PASSAGE PROVIDED -

* * *

The City of Dove Woman  (2019) by Arpi Adamyan, video installation (video, porcelain, clay, sculpey, model magic, sand, translucent beads). Photos by Leonard Yang.

The City of Dove Woman (2019) by Arpi Adamyan, video installation (video, porcelain, clay, sculpey, model magic, sand, translucent beads). Photos by Leonard Yang.

I’m curious about your overall trajectory as an artist. How have your goals, concepts, or methodology changed throughout your career and what has influenced these changes?

From today’s perspective, I could roughly define three main periods of my artistic life. The beginning starts when I was fifteen: expressionist paintings. My subjects were coming-of-age female figures which existed in non-space. At that age, I was reading many texts on feminism and questioning structures of oppression towards female artists. My subjects were screaming in search of belonging and space for their existence. At the time, I was a very emotional person. Making these paintings was the only way for me to express myself and feel alive.

* * *

REQUIRED ACTIONS -
1: Reproduce the part of the artist interview between "The City of Dove Woman (2019)" and "and feel alive.", inclusive.
2: Extend the artist interview, picking up right after its final sentence.

DATASET RECORDS -
* * *

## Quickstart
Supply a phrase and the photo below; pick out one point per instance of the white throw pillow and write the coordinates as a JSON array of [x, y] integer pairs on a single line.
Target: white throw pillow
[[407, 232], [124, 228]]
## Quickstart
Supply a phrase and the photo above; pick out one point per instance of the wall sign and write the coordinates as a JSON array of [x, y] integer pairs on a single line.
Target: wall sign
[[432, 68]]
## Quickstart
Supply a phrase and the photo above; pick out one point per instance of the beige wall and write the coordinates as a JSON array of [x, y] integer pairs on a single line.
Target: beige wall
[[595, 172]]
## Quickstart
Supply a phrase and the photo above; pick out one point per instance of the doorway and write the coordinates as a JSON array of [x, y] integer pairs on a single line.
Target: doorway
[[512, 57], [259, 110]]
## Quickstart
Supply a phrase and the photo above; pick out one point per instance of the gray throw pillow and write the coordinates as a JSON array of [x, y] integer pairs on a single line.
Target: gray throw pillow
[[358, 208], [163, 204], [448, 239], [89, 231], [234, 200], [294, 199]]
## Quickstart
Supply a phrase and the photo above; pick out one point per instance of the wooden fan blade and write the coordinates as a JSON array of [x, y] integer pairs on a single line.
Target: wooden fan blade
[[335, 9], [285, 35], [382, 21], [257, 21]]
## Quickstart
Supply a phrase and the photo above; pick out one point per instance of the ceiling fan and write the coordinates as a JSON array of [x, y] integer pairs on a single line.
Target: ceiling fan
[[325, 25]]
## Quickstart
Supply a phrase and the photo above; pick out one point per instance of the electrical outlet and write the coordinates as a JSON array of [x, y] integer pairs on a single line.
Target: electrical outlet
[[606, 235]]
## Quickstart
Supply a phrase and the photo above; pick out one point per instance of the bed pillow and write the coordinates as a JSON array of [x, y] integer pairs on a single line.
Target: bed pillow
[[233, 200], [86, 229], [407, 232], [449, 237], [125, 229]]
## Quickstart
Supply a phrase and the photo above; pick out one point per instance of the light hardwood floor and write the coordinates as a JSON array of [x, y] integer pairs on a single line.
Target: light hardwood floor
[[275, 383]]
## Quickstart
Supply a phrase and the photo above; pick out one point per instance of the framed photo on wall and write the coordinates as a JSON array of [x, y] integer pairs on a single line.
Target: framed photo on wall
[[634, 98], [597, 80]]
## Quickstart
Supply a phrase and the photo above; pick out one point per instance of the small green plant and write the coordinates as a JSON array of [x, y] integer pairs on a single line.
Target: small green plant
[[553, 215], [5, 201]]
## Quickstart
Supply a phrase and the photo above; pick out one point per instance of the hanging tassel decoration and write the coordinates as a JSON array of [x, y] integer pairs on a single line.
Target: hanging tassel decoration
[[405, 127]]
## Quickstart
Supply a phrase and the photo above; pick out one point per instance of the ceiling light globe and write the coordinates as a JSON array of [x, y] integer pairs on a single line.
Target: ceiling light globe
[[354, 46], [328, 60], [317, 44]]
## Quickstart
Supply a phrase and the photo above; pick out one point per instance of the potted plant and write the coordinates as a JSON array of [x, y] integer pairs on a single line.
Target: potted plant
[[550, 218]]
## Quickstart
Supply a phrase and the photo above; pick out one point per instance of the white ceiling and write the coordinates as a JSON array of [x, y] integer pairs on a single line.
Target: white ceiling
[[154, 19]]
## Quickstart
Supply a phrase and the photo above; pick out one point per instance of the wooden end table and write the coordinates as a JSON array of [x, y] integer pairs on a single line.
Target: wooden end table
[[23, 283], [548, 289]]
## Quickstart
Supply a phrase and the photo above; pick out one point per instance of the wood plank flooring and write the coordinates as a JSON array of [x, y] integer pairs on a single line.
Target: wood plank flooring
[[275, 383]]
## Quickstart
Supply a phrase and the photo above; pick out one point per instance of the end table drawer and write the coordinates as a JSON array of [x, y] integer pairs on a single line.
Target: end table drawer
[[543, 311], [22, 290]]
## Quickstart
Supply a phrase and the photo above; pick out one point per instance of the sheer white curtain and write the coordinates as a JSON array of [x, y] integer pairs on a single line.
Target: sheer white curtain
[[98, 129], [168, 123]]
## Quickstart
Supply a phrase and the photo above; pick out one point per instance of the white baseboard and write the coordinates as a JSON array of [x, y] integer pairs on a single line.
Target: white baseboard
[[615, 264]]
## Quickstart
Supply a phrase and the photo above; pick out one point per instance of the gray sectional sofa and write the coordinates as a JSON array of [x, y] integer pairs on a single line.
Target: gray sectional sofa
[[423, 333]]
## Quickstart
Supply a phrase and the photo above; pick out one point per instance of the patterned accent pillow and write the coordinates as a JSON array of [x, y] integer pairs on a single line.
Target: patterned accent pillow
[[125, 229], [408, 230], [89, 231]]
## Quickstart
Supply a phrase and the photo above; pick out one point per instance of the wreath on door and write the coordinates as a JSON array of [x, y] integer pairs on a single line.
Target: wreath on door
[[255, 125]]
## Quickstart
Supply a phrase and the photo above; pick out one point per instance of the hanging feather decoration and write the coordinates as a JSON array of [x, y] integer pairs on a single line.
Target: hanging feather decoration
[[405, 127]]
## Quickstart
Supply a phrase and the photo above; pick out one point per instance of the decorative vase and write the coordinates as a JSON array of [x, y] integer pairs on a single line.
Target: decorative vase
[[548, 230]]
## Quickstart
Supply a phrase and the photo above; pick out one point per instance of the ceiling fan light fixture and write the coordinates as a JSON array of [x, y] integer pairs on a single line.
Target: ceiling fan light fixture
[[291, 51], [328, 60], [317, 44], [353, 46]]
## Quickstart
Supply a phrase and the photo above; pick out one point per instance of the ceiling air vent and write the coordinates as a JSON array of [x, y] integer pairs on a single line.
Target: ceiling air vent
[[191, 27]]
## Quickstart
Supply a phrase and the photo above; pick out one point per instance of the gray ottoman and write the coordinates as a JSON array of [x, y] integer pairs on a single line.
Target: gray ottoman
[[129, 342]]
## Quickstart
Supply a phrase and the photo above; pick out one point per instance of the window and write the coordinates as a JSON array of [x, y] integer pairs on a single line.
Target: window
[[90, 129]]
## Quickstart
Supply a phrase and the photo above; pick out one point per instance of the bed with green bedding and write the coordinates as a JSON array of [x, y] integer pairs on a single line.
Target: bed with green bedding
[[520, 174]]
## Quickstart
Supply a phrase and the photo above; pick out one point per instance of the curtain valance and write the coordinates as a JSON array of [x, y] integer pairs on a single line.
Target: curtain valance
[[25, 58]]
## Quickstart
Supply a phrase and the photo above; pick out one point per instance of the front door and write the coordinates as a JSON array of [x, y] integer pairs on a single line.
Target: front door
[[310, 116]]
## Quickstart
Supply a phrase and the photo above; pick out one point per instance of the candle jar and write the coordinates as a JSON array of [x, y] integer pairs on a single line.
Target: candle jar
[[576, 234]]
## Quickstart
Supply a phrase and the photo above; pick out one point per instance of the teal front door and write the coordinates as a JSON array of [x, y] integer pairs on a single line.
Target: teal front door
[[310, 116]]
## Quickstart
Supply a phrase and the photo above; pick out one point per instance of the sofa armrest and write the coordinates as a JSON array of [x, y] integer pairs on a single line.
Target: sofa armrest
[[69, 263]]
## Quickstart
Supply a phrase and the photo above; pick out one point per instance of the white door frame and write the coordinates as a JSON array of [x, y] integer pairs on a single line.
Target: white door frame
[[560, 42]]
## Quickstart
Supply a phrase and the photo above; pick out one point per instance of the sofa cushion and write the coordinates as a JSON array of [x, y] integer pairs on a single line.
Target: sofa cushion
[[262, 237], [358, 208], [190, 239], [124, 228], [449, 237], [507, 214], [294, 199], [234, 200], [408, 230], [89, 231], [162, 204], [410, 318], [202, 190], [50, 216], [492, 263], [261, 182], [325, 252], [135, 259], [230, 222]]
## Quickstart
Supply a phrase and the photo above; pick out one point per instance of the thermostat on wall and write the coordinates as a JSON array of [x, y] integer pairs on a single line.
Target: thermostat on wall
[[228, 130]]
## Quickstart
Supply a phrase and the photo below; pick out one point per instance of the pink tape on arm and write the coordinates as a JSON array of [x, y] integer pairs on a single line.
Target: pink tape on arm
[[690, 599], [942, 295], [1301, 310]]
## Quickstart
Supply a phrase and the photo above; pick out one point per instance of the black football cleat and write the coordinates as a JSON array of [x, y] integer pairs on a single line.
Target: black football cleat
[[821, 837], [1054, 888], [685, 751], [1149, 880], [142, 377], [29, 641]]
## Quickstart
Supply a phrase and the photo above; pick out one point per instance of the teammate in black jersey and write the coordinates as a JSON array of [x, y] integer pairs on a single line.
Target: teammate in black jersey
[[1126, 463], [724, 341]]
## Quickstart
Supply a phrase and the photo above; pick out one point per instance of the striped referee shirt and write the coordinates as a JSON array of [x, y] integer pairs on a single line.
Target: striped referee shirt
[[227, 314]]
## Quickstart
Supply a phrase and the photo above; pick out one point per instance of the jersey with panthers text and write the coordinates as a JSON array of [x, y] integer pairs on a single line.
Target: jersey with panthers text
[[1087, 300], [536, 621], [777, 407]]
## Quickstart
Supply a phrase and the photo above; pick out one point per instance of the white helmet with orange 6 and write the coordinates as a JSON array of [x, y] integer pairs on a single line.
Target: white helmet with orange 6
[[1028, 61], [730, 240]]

* * *

RESPONSE LIST -
1:
The City of Dove Woman (2019) by Arpi Adamyan, video installation (video, porcelain, clay, sculpey, model magic, sand, translucent beads). Photos by Leonard Yang.

I’m curious about your overall trajectory as an artist. How have your goals, concepts, or methodology changed throughout your career and what has influenced these changes?

From today’s perspective, I could roughly define three main periods of my artistic life. The beginning starts when I was fifteen: expressionist paintings. My subjects were coming-of-age female figures which existed in non-space. At that age, I was reading many texts on feminism and questioning structures of oppression towards female artists. My subjects were screaming in search of belonging and space for their existence. At the time, I was a very emotional person. Making these paintings was the only way for me to express myself and feel alive.

2:
Then, was the period of looking at archives. My non-space transformed into an archival space and art history book space. I was specifically focused on women sculptors since most discrimination happens in that field towards women artists in Armenia. I was interested in the politics of preservation, collecting, and archiving. One cold winter day during my searches, I accidentally found the abandoned archive of Aitsemnik Urartu (1899-1974, Armenian sculptor) in the garage of her former student. It was there since 1974. Black and white photographs of her busts of historical figures struck me with their isolation. Each bust was documented from two or three angles. I chose two photographs from each sculpture and edited them together like two different characters interacting with each other in the same space. I manipulated their identities by adding another transparent layer with a color brush by transforming their hair and clothing; I added a new layer of identity. This project was about multiplicity from the inside. It was the queer body “archived” from the public space. 


The first period was about the present and lack of space, the second about the past, learning from historical figures and reinterpreting their archives. In the third period, I create new fictional spaces. Revisiting childhood fairy tales with fresh perspectives as well as reading feminist science fiction—such as Ursula LeGuin, Margaret Atwood, and Octavia Butler—became an essential part of my practice. In the third phase, I have queer-feminist subjects who are not residing in the past, not in the present, but in fictional, speculative spaces of possible futures. In this fictional reality, environments became more alive. Nature and architecture overtook the space to the extent that my subject matter shifted from identity towards the environment. As my teacher Saya Woolfalk noticed, “architecture is a character” in my works. Saya’s installations—“Empathics,” “Chimatek,” and “Chimacloud”—have taught me a great deal about combining video with sculpture. I was also inspired by Linda Ganjian’s series of “Carpets” cityscapes. Another inspiration was my dear teachers Aziz and Cucher’s series of “Chimeras(1998) and “Plasmorphica” (1996).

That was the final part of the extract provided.